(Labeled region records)
###

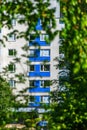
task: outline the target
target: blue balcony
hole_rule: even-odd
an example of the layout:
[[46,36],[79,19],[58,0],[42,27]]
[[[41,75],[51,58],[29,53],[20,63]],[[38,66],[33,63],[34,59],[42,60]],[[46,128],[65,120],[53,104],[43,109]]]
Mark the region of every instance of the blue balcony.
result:
[[[33,54],[31,55],[31,52]],[[45,50],[40,50],[40,49],[33,49],[30,50],[30,55],[29,55],[29,61],[34,61],[34,62],[39,62],[39,61],[50,61],[50,50],[45,49]]]
[[42,104],[49,104],[49,96],[34,96],[34,102],[29,103],[29,107],[39,107]]
[[[32,65],[31,65],[32,66]],[[49,65],[34,65],[34,70],[28,73],[29,77],[50,77]]]
[[35,80],[34,87],[29,88],[29,92],[50,92],[50,86],[42,87],[40,80]]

###

- YOUR TASK
Rename "blue balcony" to "upper balcony" everywhere it appears in the records, and copy every other line the same as it is. Leave the picture lines out.

- SOLUTION
task: outline the target
target: upper balcony
hole_rule: even-odd
an example of the layout:
[[46,36],[79,19],[58,0],[42,27]]
[[[41,75],[51,58],[29,53],[20,63]],[[38,66],[33,63],[34,59],[42,60]],[[46,128],[65,120],[53,104],[43,109]]]
Mark the region of every instance of the upper balcony.
result:
[[[33,54],[31,55],[31,52]],[[45,50],[40,50],[40,49],[33,49],[30,50],[30,55],[29,55],[29,61],[34,61],[34,62],[39,62],[39,61],[50,61],[50,50],[45,49]]]
[[42,104],[49,104],[49,96],[34,96],[34,102],[29,103],[29,107],[39,107]]
[[[32,65],[31,65],[32,66]],[[49,65],[34,65],[34,70],[28,73],[29,77],[50,77]]]
[[35,80],[34,87],[29,88],[29,92],[50,92],[50,86],[42,87],[40,80]]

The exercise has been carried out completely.